▶ **GIVEN PROBLEM A**:
In the passage on regulating cyberspace, which article of the African Union Convention on Cyber Security and Personal Data Protection 2014 enjoins states parties to criminalize harmful conduct in cyberspace?

start PASSAGE GIVEN

To mitigate harm and to ensure optimal enjoyment of human rights in the cyber space, it is inevitable that cyberspace, just like offline space, be regulated. Inevitably, some harmful conduct has to be criminalized and law enforcement agencies empowered with appropriate tools of investigation and surveillance proportionate to the anticipated harm. Article 25(1) of the African Union Convention on Cyber Security and Personal Data Protection 2014, for example, enjoins states parties to enact laws to criminalise harmful conduct in cyberspace in order to protect citizens:
“Each state party shall adopt such legislative and/or regulatory measures as it deems effective by considering as substantive, criminal offence acts which affect confidentiality, integrity, availability, and survival of information and communication technology systems, the data they process and the underlying network infrastructure, as well as effective procedural measures to pursue and prosecute offenders.”

end PASSAGE GIVEN

▶ **GIVEN PROBLEM B**:
In the records, from the first line through the line containing "point(752, 189)", switch each "dark gray suv" to "silver suv", leaving everything else unchanged. Give back only those lines.

start EXERCISE MATERIAL

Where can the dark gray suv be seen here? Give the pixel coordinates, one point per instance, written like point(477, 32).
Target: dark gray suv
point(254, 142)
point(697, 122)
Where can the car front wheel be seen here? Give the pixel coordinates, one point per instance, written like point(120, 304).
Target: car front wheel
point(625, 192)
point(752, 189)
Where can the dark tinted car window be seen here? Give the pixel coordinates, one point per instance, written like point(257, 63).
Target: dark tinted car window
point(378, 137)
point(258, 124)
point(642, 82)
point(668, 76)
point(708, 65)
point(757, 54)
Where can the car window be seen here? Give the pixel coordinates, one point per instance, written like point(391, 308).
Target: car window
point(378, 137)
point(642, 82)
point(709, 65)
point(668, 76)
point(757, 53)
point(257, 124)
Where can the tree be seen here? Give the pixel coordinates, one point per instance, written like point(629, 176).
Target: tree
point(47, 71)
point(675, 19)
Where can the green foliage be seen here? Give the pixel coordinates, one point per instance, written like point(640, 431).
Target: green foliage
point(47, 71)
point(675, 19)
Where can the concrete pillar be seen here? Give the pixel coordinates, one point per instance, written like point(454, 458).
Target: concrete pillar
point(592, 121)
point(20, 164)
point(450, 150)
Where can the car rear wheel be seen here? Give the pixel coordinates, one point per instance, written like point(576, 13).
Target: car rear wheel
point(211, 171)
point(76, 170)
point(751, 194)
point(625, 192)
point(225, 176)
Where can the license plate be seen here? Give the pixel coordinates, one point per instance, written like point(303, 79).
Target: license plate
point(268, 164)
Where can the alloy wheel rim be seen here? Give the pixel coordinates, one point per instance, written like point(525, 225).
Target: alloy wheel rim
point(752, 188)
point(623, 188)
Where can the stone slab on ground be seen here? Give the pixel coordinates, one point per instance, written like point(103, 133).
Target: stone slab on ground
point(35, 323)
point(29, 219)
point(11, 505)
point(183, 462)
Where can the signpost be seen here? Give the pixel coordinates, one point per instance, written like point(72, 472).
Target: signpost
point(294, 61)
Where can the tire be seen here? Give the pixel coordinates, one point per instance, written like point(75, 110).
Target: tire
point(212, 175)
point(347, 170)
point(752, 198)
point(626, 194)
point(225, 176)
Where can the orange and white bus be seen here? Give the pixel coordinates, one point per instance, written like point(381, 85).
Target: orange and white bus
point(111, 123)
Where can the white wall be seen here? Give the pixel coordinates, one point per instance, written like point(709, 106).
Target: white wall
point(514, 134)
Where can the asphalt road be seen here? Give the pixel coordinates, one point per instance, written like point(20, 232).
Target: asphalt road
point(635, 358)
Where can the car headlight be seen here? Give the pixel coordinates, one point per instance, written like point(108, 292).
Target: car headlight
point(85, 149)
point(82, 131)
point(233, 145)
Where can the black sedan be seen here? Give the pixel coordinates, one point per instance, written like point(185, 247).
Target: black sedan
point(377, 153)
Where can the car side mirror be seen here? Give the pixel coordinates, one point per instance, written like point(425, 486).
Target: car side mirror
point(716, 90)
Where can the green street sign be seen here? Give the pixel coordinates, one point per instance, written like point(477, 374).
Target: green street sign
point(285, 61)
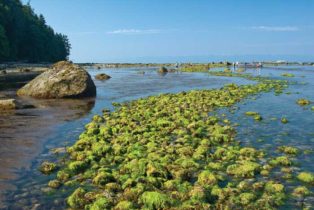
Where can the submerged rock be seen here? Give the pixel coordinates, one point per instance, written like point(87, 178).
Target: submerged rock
point(102, 76)
point(163, 70)
point(8, 104)
point(63, 80)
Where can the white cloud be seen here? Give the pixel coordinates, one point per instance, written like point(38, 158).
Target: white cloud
point(135, 31)
point(276, 28)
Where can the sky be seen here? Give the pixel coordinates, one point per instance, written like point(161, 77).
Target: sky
point(183, 30)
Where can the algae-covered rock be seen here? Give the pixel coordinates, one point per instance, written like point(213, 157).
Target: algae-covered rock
point(301, 191)
point(76, 200)
point(8, 104)
point(155, 200)
point(303, 102)
point(54, 184)
point(288, 150)
point(206, 178)
point(287, 75)
point(243, 169)
point(306, 177)
point(102, 76)
point(47, 167)
point(63, 80)
point(162, 70)
point(284, 120)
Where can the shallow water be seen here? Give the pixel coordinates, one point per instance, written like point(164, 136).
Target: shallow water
point(59, 125)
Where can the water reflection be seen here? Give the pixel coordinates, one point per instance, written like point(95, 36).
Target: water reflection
point(23, 132)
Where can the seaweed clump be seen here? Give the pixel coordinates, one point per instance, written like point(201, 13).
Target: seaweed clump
point(167, 152)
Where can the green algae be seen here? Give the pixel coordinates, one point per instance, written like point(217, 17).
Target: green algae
point(301, 191)
point(303, 102)
point(288, 150)
point(306, 177)
point(47, 167)
point(165, 152)
point(54, 184)
point(287, 75)
point(284, 120)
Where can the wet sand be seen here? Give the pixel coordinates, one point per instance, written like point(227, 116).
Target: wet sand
point(23, 132)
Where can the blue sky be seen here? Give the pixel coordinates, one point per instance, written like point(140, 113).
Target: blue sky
point(183, 30)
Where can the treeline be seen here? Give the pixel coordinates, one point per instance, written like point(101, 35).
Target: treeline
point(25, 36)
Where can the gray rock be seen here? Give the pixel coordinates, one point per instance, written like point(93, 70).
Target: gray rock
point(163, 70)
point(8, 104)
point(102, 77)
point(63, 80)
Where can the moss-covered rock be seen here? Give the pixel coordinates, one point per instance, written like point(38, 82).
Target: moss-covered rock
point(306, 177)
point(303, 102)
point(47, 167)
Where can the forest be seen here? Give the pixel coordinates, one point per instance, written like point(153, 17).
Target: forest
point(26, 37)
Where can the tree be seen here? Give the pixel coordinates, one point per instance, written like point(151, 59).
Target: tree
point(25, 36)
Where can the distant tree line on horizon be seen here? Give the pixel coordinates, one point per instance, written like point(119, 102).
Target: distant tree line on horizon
point(25, 36)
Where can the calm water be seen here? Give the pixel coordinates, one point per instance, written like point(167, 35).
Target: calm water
point(29, 135)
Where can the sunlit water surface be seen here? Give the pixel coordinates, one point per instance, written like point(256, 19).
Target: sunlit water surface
point(59, 123)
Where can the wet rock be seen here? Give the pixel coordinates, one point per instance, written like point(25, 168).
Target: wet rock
point(63, 80)
point(8, 104)
point(11, 104)
point(163, 70)
point(102, 76)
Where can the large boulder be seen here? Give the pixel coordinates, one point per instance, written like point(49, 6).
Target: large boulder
point(63, 80)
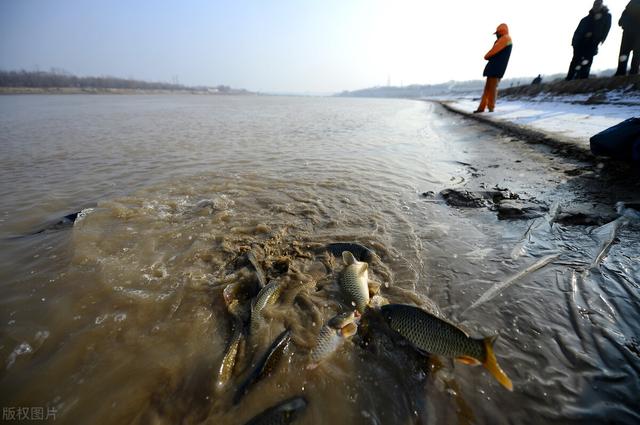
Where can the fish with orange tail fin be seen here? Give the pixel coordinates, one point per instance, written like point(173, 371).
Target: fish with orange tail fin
point(431, 334)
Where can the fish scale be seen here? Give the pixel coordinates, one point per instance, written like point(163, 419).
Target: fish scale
point(327, 342)
point(430, 333)
point(353, 283)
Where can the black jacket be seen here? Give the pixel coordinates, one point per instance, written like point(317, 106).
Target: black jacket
point(592, 30)
point(630, 19)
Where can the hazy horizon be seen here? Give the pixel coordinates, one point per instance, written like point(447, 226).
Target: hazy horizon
point(291, 46)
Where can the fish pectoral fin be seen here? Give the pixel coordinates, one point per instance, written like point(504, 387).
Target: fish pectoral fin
point(468, 360)
point(491, 364)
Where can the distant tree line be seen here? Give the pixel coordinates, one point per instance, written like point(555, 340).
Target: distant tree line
point(58, 78)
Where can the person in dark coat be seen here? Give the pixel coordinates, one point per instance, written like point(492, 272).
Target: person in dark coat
point(498, 58)
point(630, 23)
point(592, 31)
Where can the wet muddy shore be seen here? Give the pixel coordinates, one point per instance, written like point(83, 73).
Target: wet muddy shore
point(122, 317)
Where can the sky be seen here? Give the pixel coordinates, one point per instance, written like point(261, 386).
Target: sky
point(294, 46)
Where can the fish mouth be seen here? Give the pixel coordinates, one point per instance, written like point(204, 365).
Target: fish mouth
point(349, 330)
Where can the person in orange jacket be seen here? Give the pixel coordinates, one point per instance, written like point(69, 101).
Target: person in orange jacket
point(498, 58)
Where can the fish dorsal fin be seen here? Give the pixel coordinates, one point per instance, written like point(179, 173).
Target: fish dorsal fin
point(468, 360)
point(455, 325)
point(348, 258)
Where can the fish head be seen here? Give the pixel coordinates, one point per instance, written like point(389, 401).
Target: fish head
point(349, 330)
point(291, 407)
point(341, 320)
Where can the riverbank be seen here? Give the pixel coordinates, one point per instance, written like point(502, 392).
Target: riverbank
point(562, 122)
point(79, 90)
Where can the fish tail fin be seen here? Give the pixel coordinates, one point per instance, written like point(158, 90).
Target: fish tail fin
point(491, 363)
point(348, 258)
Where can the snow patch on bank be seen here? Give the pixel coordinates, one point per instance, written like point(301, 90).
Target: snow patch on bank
point(558, 117)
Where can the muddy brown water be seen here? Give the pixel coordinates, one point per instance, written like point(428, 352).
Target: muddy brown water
point(120, 318)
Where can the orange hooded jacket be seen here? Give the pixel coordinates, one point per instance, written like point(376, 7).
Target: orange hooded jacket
point(499, 54)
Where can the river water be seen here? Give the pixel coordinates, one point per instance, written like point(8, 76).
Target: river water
point(120, 318)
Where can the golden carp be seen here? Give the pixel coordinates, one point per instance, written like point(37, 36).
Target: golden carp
point(353, 281)
point(331, 337)
point(431, 334)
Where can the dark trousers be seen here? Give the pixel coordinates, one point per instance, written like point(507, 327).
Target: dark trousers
point(630, 43)
point(580, 63)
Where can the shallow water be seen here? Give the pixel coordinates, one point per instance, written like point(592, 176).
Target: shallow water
point(121, 317)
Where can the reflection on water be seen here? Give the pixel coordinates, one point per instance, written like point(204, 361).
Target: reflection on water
point(122, 317)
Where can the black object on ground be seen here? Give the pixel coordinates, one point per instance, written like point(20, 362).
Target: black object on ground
point(622, 141)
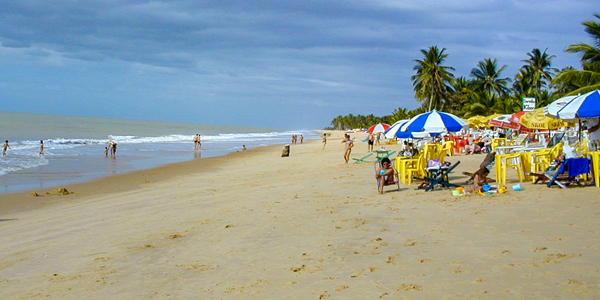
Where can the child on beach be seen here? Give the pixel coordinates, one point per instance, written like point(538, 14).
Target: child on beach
point(481, 178)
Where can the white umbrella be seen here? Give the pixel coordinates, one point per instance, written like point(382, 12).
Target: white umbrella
point(553, 108)
point(585, 106)
point(391, 133)
point(378, 128)
point(434, 122)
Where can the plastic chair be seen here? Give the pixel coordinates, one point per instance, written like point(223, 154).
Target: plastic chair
point(448, 148)
point(396, 179)
point(497, 142)
point(412, 167)
point(505, 161)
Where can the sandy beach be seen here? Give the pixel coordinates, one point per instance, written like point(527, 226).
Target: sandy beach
point(254, 225)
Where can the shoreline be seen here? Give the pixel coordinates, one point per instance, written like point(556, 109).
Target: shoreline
point(256, 225)
point(114, 183)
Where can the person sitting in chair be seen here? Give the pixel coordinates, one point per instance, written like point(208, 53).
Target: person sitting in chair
point(385, 174)
point(481, 177)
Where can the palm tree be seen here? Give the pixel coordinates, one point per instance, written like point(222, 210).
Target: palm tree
point(486, 78)
point(431, 82)
point(463, 94)
point(538, 69)
point(587, 79)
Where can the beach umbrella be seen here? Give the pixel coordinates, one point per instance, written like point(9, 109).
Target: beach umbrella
point(434, 122)
point(505, 122)
point(391, 133)
point(477, 121)
point(582, 107)
point(516, 117)
point(377, 128)
point(536, 119)
point(553, 108)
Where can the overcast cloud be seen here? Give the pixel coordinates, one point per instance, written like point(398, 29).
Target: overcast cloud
point(282, 64)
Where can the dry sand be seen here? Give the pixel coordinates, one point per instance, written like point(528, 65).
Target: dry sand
point(254, 225)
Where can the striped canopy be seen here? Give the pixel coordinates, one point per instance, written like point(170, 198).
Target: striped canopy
point(377, 128)
point(391, 133)
point(434, 122)
point(553, 108)
point(584, 106)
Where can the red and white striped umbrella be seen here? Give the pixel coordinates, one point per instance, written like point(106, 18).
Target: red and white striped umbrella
point(377, 128)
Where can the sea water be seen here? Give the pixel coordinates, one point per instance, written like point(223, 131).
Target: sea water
point(74, 146)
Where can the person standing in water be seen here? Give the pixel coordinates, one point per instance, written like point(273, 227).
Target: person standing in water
point(196, 142)
point(4, 147)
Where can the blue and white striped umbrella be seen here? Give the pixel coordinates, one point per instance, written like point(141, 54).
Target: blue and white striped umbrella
point(584, 106)
point(434, 122)
point(391, 133)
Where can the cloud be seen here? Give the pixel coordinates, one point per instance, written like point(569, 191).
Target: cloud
point(337, 54)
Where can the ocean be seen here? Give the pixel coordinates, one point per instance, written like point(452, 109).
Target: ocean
point(74, 146)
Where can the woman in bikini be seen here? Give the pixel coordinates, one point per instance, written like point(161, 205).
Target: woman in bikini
point(348, 144)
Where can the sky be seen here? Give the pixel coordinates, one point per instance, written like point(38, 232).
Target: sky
point(293, 64)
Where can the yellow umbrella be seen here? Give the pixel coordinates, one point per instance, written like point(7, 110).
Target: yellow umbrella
point(489, 118)
point(477, 121)
point(536, 119)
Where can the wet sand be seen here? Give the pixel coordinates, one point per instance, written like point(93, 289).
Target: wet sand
point(255, 225)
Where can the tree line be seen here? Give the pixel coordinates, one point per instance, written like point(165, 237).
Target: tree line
point(486, 91)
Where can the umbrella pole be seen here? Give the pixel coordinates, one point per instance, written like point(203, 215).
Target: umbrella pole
point(579, 153)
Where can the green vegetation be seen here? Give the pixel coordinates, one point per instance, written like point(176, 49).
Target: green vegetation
point(487, 91)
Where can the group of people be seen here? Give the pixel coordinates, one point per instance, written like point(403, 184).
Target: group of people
point(373, 139)
point(6, 146)
point(295, 139)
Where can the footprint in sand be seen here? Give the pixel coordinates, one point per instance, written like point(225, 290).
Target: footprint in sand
point(558, 257)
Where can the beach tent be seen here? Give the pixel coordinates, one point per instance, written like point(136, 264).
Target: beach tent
point(581, 107)
point(434, 122)
point(391, 133)
point(505, 122)
point(378, 128)
point(477, 121)
point(536, 119)
point(553, 108)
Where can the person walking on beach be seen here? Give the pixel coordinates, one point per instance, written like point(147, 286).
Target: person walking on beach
point(196, 141)
point(4, 147)
point(348, 144)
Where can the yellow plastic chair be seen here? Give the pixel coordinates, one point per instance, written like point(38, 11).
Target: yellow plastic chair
point(448, 148)
point(403, 164)
point(582, 146)
point(498, 142)
point(505, 161)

end EXERCISE MATERIAL

▶ **SOLUTION A**:
Article 25(1)

▶ **SOLUTION B**:
Where can the silver suv be seen here? Give the pixel coordinates, one point per instance, written like point(477, 32).
Target: silver suv
point(254, 142)
point(697, 122)
Where can the car front wheel be seen here? Give the pixel coordinates, one point per instance, written like point(120, 304).
Target: car front wheel
point(625, 192)
point(752, 189)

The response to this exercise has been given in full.